* _Vorgegebener Text_
Digitalpolitik: Wen würden Computer wählen?

Obwohl Digitalisierung schon mehrere Jahrzehnte lang ein Thema ist, hinken viele Parteien in ihren Programmen hinterher und haben nicht viel mehr als Schlagworte zu bieten.

Der „AI-Act“ verbietet gewisse Formen der Gesichtserkennung. Der Massenüberwachung durch große Konzerne im Internet schiebt das jedoch keinen Riegel vor. Manche Luxemburger Parteien kämpfen dagegen, anderen scheint das eher egal zu sein. (Foto: Image by Comuzi/© BBC/Better Images of AI/Surveillance View A./CC-BY 4.0)

Die EU müsse ihre Investitionen im Bereich der sogenannten „Künstlichen Intelligenz“ (KI) verstärken und die Mittel besser einsetzen. Das ist das Urteil des Europäischen Rechnungshofes, der am vergangenen Mittwoch einen Spezialbericht zum Thema veröffentlichte. Das dürfte die meisten Luxemburger Parteien freuen, denn in ihren Vorschlägen zur europäischen Netz- und Digitalpolitik findet man diese Forderung oft. Grundsätzlich bleibt jedoch, wie auch schon vor fünf Jahren (woxx 1525), bei vielen Parteien unklar, was sie genau umsetzen wollen. So hat man oft den Eindruck, dass sie sich mit Schlagwörtern wie Digitalisierung oder KI eine Aura des Modernen geben wollen, ohne jedoch eine ausgeklügelte Politik formulieren zu können oder zu wollen. Gleich drei Parteien schreiben nicht einmal eine Zeile zum Umgang mit Computern und Daten: Mir d’Vollek, die KPL und Zesummen d’Bréck.

* _Einträge im Datensatz_
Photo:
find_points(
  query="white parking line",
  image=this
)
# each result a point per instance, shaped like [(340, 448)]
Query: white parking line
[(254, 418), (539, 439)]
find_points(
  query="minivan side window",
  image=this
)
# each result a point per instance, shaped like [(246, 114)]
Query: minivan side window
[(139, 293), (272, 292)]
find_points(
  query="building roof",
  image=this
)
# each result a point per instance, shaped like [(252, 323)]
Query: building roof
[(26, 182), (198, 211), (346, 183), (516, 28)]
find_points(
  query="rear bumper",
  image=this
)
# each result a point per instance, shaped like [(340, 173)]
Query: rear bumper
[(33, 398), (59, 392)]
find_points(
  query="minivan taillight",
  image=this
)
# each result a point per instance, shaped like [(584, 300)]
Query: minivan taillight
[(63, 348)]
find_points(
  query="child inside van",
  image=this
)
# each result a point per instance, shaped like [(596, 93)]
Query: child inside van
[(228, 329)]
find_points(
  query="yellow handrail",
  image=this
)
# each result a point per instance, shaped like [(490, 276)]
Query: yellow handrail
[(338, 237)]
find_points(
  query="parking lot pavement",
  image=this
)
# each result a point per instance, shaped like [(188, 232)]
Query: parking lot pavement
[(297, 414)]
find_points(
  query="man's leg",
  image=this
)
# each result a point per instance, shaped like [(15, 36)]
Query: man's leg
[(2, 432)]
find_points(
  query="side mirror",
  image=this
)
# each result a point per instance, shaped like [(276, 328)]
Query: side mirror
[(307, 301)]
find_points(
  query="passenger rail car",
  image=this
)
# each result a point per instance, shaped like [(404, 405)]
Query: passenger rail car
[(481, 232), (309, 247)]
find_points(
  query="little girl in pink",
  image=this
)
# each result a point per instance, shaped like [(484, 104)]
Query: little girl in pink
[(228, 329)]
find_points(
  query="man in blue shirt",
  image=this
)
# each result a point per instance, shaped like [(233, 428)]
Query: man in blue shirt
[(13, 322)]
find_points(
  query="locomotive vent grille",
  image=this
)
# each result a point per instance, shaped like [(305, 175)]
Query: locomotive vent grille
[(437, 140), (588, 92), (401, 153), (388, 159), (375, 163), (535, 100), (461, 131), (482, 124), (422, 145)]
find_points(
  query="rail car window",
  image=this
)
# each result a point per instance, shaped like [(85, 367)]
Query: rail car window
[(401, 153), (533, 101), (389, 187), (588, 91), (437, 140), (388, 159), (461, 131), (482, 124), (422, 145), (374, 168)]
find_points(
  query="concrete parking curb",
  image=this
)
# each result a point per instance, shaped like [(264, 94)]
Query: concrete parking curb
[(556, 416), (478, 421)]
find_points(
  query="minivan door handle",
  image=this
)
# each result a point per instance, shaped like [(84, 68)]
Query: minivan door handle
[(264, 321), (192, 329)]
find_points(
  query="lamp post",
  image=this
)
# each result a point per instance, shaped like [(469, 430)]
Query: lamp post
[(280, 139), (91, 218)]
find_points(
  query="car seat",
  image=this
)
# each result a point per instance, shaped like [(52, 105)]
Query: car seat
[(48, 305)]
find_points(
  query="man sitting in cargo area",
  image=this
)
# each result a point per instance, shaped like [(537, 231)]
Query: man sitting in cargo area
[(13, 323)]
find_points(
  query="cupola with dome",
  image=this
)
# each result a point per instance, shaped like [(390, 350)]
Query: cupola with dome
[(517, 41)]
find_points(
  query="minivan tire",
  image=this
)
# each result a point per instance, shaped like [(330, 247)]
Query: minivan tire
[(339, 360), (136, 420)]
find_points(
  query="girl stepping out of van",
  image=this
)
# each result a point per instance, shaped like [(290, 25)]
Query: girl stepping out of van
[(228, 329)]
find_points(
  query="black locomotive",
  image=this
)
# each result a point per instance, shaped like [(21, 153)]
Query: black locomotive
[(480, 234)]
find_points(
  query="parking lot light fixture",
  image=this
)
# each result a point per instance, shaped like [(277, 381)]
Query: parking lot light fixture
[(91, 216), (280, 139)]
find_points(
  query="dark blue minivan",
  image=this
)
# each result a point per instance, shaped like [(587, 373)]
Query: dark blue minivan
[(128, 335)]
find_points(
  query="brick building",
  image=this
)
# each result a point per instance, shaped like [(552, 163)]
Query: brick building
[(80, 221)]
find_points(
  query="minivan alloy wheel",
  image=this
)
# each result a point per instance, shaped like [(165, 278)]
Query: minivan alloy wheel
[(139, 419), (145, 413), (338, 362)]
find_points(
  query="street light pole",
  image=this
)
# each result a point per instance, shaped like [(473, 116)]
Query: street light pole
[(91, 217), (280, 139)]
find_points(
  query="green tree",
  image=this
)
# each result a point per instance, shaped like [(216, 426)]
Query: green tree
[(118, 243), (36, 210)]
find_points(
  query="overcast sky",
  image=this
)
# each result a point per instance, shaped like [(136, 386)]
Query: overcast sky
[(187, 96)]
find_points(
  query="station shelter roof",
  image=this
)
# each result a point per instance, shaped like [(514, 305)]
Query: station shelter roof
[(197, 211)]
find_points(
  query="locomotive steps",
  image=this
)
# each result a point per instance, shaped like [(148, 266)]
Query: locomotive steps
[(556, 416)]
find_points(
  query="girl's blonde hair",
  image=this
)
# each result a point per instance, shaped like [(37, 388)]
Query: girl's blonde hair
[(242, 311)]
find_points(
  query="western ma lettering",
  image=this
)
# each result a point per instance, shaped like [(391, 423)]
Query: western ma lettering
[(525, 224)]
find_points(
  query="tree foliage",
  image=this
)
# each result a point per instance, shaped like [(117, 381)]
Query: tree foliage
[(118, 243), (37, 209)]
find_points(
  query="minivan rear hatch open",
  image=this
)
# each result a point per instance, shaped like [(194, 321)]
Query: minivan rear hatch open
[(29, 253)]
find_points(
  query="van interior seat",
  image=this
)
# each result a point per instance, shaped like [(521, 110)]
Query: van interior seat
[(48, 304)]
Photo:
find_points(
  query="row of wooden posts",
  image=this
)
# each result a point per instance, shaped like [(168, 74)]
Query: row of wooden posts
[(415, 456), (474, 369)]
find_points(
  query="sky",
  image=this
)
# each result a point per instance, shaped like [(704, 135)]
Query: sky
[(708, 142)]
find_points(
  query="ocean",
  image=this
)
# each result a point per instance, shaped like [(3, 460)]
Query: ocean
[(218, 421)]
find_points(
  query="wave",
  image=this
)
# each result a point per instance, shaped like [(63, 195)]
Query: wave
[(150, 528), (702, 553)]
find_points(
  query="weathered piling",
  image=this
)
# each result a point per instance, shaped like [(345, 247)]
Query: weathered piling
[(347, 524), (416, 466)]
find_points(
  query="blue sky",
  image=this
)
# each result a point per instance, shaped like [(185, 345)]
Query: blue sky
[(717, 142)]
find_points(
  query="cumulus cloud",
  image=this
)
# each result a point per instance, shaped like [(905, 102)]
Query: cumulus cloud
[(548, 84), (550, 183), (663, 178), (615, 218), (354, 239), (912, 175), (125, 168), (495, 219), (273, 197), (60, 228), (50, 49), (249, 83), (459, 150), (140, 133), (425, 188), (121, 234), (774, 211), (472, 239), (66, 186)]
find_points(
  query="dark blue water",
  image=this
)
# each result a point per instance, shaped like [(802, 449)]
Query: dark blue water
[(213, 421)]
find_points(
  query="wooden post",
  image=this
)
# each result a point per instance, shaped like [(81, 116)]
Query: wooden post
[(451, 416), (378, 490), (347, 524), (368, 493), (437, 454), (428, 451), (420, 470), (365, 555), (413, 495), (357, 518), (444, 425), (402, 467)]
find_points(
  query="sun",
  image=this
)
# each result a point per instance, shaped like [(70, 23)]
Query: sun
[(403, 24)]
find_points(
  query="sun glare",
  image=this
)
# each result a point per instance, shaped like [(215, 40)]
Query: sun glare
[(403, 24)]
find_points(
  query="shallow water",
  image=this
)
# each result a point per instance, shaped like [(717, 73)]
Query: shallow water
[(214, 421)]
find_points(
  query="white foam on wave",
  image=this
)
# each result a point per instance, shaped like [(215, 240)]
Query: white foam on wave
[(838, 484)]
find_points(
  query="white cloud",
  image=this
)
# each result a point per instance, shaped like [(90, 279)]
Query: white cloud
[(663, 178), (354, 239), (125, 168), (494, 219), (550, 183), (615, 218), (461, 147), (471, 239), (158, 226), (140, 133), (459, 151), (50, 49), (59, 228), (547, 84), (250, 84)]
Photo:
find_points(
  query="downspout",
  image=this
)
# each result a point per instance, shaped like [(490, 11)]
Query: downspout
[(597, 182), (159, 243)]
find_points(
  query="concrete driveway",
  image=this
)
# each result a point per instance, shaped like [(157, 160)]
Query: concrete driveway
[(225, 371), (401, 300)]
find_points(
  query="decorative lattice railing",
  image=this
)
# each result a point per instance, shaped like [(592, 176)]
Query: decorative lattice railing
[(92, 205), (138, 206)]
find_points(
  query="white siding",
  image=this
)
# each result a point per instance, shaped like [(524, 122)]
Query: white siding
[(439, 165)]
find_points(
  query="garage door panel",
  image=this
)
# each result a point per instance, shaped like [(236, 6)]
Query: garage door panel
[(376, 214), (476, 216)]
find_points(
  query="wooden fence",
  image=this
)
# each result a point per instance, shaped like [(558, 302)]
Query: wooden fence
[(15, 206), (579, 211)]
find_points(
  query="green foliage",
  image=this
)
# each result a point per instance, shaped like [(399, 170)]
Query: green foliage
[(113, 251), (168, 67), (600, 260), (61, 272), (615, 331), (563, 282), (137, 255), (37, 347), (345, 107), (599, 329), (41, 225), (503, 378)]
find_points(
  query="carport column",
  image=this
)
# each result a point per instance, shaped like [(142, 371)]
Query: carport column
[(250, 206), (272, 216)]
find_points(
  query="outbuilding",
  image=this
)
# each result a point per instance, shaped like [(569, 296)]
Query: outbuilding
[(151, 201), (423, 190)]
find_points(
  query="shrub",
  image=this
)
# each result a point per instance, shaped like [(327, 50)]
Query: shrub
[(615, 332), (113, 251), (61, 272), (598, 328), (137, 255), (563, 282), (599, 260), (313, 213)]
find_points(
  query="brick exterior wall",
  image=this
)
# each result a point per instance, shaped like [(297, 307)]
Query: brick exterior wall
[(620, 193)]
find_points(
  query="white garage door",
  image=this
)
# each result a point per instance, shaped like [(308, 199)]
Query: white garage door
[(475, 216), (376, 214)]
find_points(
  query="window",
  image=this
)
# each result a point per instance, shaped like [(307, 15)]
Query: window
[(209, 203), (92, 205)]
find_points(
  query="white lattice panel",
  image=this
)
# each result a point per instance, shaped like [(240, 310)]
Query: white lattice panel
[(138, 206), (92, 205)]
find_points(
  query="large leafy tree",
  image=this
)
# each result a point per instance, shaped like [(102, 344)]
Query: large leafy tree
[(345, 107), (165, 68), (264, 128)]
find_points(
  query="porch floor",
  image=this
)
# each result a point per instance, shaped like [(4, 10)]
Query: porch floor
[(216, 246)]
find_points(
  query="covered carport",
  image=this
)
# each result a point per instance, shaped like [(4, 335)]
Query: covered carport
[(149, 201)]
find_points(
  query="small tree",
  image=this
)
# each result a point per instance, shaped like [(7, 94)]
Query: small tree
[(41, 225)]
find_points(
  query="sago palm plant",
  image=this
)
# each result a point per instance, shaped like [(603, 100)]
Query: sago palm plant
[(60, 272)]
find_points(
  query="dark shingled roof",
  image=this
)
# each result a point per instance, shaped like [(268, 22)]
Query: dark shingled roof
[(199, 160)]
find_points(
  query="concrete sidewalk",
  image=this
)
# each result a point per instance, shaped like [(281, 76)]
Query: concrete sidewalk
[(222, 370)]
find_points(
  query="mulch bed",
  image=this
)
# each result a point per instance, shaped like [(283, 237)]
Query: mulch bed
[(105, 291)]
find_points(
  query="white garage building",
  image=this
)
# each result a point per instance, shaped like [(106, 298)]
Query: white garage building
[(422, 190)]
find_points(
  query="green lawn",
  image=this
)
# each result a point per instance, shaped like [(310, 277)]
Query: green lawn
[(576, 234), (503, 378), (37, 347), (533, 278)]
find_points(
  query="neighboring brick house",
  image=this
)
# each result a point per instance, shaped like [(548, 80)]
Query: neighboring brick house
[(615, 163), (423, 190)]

* _Aufgabe A_
Gib aus dem Text über Digitalpolitik den Abschnitt wortgetreu wieder, der mit den Worten „Digitalpolitik: Wen würden“ anfängt und mit „View A./CC-BY 4.0)“ aufhört.
* _Aufgabe B_
Beantworte diese Fragen zum Text über Digitalpolitik:
(i) Wer hat am vergangenen Mittwoch einen Spezialbericht veröffentlicht?
(ii) Was verbietet der „AI-Act“?
(iii) Welche drei Parteien schreiben keine Zeile zum Umgang mit Computern und Daten?
Die Zeilen sind eigenständiges Material und gehören nicht zum Text.

* _Lösung A_
Digitalpolitik: Wen würden Computer wählen?

Obwohl Digitalisierung schon mehrere Jahrzehnte lang ein Thema ist, hinken viele Parteien in ihren Programmen hinterher und haben nicht viel mehr als Schlagworte zu bieten.

Der „AI-Act“ verbietet gewisse Formen der Gesichtserkennung. Der Massenüberwachung durch große Konzerne im Internet schiebt das jedoch keinen Riegel vor. Manche Luxemburger Parteien kämpfen dagegen, anderen scheint das eher egal zu sein. (Foto: Image by Comuzi/© BBC/Better Images of AI/Surveillance View A./CC-BY 4.0)

* _Lösung B_
(i) Der Europäische Rechnungshof.
(ii) Gewisse Formen der Gesichtserkennung.
(iii) Mir d’Vollek, die KPL und Zesummen d’Bréck.